→ Problem to work on: Would you set down every entry shown below, precisely as written?

→ Exercise inputs:

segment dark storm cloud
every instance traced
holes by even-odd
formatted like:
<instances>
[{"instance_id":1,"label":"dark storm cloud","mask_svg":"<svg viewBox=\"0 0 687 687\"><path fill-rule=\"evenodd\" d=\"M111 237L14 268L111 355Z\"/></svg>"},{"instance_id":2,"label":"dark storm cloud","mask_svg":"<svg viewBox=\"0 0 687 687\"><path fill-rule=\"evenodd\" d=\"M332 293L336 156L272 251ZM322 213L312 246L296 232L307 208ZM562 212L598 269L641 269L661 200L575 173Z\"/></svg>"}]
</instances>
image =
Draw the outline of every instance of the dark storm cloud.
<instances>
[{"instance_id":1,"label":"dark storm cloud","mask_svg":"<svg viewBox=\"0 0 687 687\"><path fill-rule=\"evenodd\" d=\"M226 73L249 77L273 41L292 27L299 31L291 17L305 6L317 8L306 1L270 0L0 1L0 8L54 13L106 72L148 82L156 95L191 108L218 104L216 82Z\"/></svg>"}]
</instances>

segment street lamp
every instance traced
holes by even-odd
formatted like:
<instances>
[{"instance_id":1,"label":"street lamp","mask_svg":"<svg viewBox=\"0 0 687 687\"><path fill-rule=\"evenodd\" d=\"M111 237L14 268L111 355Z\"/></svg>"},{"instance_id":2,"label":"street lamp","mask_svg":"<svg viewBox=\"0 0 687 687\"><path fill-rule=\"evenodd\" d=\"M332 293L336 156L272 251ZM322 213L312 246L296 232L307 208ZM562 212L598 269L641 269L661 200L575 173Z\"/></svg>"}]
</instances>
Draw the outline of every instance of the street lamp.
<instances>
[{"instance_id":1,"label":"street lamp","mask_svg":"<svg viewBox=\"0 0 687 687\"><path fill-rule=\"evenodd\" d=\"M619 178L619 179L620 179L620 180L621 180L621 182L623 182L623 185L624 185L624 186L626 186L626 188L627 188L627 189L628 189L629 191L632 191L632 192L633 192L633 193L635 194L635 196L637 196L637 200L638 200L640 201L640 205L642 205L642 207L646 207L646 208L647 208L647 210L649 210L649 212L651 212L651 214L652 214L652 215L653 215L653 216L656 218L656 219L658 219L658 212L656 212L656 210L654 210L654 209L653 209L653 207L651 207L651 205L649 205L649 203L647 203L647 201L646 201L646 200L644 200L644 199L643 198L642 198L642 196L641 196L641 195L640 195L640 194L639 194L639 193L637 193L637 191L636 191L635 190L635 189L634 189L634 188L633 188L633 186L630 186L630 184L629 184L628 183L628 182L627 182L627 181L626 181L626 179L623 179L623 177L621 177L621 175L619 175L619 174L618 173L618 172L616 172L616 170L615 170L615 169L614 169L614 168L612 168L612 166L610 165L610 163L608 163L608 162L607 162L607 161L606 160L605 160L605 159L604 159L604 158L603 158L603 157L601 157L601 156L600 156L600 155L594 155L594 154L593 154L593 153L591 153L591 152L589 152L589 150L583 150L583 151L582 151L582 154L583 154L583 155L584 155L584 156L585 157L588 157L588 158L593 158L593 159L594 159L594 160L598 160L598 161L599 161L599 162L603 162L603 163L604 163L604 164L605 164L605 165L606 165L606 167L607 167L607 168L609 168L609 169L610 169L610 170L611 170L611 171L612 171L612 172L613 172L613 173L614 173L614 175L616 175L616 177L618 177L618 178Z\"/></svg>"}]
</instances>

→ Exercise solution:
segment dark storm cloud
every instance traced
holes by even-odd
formatted like:
<instances>
[{"instance_id":1,"label":"dark storm cloud","mask_svg":"<svg viewBox=\"0 0 687 687\"><path fill-rule=\"evenodd\" d=\"M111 237L14 268L111 355Z\"/></svg>"},{"instance_id":2,"label":"dark storm cloud","mask_svg":"<svg viewBox=\"0 0 687 687\"><path fill-rule=\"evenodd\" d=\"M332 293L336 156L272 251ZM322 213L312 246L296 232L307 208ZM562 212L598 269L641 269L661 200L575 173Z\"/></svg>"}]
</instances>
image =
Draw the outline of every instance of the dark storm cloud.
<instances>
[{"instance_id":1,"label":"dark storm cloud","mask_svg":"<svg viewBox=\"0 0 687 687\"><path fill-rule=\"evenodd\" d=\"M226 73L249 77L273 41L292 27L299 31L291 17L305 6L317 8L306 1L270 0L0 1L0 8L54 13L106 72L148 82L156 95L191 108L218 104L216 82Z\"/></svg>"}]
</instances>

segment street lamp
every instance traced
holes by even-odd
formatted like:
<instances>
[{"instance_id":1,"label":"street lamp","mask_svg":"<svg viewBox=\"0 0 687 687\"><path fill-rule=\"evenodd\" d=\"M111 237L14 268L111 355Z\"/></svg>"},{"instance_id":2,"label":"street lamp","mask_svg":"<svg viewBox=\"0 0 687 687\"><path fill-rule=\"evenodd\" d=\"M332 293L336 156L272 251ZM322 213L312 246L296 232L307 208ZM562 212L598 269L641 269L661 200L575 173Z\"/></svg>"}]
</instances>
Draw the outline of every instance of the street lamp.
<instances>
[{"instance_id":1,"label":"street lamp","mask_svg":"<svg viewBox=\"0 0 687 687\"><path fill-rule=\"evenodd\" d=\"M619 178L619 179L620 179L620 180L621 180L621 182L623 182L623 185L624 185L624 186L626 186L626 188L627 188L627 189L628 189L629 191L632 191L632 192L633 192L633 193L635 194L635 196L637 196L637 200L638 200L640 201L640 205L642 205L642 207L646 207L646 208L647 208L647 210L649 210L649 212L651 212L651 214L652 214L652 215L653 215L653 216L656 218L656 219L658 219L658 212L656 212L656 210L654 210L654 209L653 209L653 207L651 207L651 205L649 205L649 203L647 203L647 201L646 201L646 200L644 200L644 199L643 198L642 198L642 196L641 196L641 195L640 195L640 194L639 194L639 193L637 193L637 191L636 191L635 190L635 189L634 189L634 188L633 188L633 186L630 186L630 184L629 184L628 183L628 182L627 182L627 181L626 181L626 179L623 179L623 177L621 177L621 175L619 175L619 174L618 173L618 172L616 172L616 170L615 170L615 169L614 169L614 168L612 168L612 166L610 165L610 163L608 163L608 162L607 162L607 161L606 160L605 160L605 159L604 159L604 158L603 158L603 157L601 157L601 156L600 156L600 155L594 155L594 154L593 154L593 153L591 153L591 152L589 152L589 150L583 150L583 151L582 151L582 154L583 154L583 155L584 155L584 156L585 157L588 157L588 158L593 158L593 159L594 159L594 160L598 160L598 161L599 161L599 162L603 162L603 163L604 163L604 164L605 164L605 165L606 165L606 167L607 167L607 168L609 168L609 169L610 169L610 170L611 170L611 171L612 171L612 172L613 172L613 173L614 173L614 175L616 175L616 177L618 177L618 178Z\"/></svg>"}]
</instances>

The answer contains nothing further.